**PROBLEM TO SOLVE:**
Show all lines from the listing below that contain "surfboard".

**DATA FOR THE TASK:**
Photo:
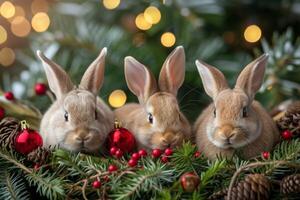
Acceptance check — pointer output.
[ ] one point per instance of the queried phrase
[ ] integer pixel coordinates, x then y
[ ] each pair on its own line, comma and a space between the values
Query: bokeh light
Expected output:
152, 15
117, 98
3, 35
111, 4
7, 9
141, 22
168, 39
252, 33
20, 26
7, 56
40, 22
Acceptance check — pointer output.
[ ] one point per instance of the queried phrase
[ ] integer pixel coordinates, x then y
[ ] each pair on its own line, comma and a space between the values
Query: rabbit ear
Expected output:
172, 73
251, 78
213, 80
93, 77
59, 82
139, 79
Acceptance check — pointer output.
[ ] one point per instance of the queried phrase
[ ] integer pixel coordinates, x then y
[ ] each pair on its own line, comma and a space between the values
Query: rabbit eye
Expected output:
245, 112
150, 118
66, 116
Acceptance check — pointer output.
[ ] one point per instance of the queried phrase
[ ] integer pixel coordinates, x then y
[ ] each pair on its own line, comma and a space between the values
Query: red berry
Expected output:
119, 153
164, 159
135, 156
197, 154
2, 113
113, 150
266, 155
286, 135
96, 184
40, 88
156, 153
132, 163
112, 168
168, 151
9, 96
142, 152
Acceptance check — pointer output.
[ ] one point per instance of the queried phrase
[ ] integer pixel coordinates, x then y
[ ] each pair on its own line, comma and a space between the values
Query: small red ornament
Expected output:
9, 96
2, 113
40, 88
132, 162
119, 153
266, 155
142, 152
189, 181
135, 156
164, 159
287, 135
27, 140
197, 154
112, 168
96, 184
113, 151
122, 139
156, 153
168, 152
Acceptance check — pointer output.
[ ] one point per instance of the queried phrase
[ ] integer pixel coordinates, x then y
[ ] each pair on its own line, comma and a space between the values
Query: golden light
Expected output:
40, 22
20, 26
252, 33
168, 39
7, 56
141, 22
7, 9
3, 35
39, 6
152, 15
117, 98
111, 4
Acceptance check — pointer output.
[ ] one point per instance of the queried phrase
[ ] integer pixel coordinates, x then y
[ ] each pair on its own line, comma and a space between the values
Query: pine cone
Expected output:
9, 129
291, 119
255, 186
290, 184
39, 156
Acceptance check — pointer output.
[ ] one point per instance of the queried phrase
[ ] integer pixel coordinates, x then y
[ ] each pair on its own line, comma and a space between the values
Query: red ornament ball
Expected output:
119, 153
96, 184
189, 181
135, 156
2, 113
40, 88
164, 159
112, 168
113, 151
168, 152
122, 139
266, 155
156, 153
132, 162
287, 135
9, 96
142, 152
27, 141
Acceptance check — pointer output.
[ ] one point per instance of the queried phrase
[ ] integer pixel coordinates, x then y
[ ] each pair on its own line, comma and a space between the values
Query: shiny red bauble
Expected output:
9, 96
122, 139
189, 181
27, 141
40, 88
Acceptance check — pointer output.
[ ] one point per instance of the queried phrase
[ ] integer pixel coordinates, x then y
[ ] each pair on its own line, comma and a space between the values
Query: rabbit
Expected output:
234, 122
156, 122
78, 120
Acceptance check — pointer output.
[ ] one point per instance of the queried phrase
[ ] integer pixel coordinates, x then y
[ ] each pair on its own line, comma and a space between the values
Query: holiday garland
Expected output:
181, 173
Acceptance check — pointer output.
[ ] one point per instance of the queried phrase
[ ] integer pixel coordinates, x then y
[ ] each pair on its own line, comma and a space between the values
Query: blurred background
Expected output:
225, 33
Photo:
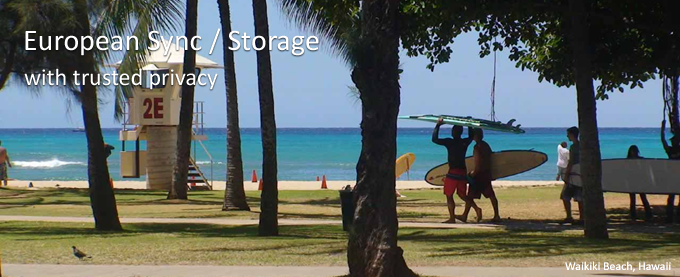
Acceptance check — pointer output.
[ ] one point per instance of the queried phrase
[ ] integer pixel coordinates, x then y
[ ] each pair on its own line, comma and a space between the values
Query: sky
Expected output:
312, 90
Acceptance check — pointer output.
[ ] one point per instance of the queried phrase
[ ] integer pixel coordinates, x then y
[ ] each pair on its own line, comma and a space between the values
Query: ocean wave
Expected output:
208, 162
44, 164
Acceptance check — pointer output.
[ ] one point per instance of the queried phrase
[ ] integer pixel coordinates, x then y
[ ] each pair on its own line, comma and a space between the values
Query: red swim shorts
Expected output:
485, 189
451, 185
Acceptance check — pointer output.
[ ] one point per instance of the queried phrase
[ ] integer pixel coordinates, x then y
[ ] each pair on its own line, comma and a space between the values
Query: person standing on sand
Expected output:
562, 160
634, 153
570, 191
673, 152
455, 180
4, 162
480, 177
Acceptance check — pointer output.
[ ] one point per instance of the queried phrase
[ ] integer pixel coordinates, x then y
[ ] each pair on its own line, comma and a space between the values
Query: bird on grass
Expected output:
80, 254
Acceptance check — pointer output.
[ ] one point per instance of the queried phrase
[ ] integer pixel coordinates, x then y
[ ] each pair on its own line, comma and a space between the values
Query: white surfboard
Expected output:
651, 176
503, 164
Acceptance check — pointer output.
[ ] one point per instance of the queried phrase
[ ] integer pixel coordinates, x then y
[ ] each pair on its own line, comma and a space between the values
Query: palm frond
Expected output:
335, 22
136, 18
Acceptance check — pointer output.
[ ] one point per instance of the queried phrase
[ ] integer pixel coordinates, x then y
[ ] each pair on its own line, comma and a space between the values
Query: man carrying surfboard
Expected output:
570, 191
481, 175
4, 162
456, 178
673, 152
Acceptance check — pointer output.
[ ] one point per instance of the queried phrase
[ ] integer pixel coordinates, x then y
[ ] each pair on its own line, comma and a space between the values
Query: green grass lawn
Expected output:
545, 245
202, 244
530, 204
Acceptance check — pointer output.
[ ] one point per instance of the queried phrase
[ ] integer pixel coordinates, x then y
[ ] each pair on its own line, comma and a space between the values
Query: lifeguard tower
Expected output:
152, 115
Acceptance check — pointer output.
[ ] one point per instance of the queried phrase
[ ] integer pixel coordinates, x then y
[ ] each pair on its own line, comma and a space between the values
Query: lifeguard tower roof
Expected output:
175, 56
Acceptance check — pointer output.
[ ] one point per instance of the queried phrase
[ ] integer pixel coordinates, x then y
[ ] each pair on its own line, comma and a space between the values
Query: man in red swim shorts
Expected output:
480, 177
455, 180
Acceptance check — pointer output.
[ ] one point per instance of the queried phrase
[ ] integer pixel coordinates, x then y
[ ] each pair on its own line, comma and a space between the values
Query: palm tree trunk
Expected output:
102, 199
372, 249
234, 195
178, 189
674, 118
9, 63
269, 200
591, 166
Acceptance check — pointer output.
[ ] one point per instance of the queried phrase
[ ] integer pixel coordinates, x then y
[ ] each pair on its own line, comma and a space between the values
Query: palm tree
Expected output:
269, 202
591, 166
73, 18
234, 194
178, 189
671, 86
366, 36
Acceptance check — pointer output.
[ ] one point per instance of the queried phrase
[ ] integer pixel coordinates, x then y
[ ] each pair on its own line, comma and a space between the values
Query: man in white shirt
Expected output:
562, 160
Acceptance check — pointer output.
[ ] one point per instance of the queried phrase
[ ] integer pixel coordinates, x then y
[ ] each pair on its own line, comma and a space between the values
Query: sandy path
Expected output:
283, 185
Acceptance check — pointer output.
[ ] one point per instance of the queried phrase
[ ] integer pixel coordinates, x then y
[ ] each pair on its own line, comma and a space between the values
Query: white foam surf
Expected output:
44, 164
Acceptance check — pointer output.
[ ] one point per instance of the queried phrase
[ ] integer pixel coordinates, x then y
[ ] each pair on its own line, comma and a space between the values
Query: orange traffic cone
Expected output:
323, 183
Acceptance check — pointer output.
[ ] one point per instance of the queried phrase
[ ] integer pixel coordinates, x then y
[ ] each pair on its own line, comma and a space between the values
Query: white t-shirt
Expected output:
562, 156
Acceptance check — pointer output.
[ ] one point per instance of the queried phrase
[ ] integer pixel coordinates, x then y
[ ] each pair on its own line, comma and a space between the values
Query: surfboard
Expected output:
503, 164
404, 164
651, 176
468, 121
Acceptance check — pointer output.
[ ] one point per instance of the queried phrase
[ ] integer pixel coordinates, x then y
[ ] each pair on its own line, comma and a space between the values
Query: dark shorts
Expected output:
570, 191
3, 171
481, 186
455, 181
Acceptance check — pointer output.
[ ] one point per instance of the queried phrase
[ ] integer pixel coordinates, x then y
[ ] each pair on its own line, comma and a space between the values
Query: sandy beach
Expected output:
283, 185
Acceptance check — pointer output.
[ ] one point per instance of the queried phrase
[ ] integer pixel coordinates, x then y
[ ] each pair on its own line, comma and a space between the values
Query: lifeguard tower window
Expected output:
155, 79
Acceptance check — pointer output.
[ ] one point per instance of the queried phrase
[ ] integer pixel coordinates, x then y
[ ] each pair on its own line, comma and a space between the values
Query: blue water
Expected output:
303, 154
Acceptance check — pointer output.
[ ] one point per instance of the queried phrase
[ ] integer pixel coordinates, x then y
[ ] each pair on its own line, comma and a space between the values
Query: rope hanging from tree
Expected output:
666, 95
493, 86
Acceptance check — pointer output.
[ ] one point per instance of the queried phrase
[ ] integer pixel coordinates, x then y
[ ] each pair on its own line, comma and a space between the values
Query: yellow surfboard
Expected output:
404, 164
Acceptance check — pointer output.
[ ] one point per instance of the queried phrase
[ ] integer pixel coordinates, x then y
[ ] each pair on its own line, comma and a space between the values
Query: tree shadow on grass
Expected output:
505, 244
50, 231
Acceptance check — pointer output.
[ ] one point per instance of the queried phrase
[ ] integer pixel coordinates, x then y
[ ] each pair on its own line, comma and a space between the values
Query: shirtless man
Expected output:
673, 152
456, 178
481, 176
4, 162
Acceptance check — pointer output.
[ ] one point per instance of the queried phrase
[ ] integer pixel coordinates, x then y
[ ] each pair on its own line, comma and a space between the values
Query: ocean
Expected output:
303, 153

**SOLUTION TO THE PROBLEM:**
Query: white surfboard
Query: man carrying surfboard
Query: surfboard
Query: yellow surfboard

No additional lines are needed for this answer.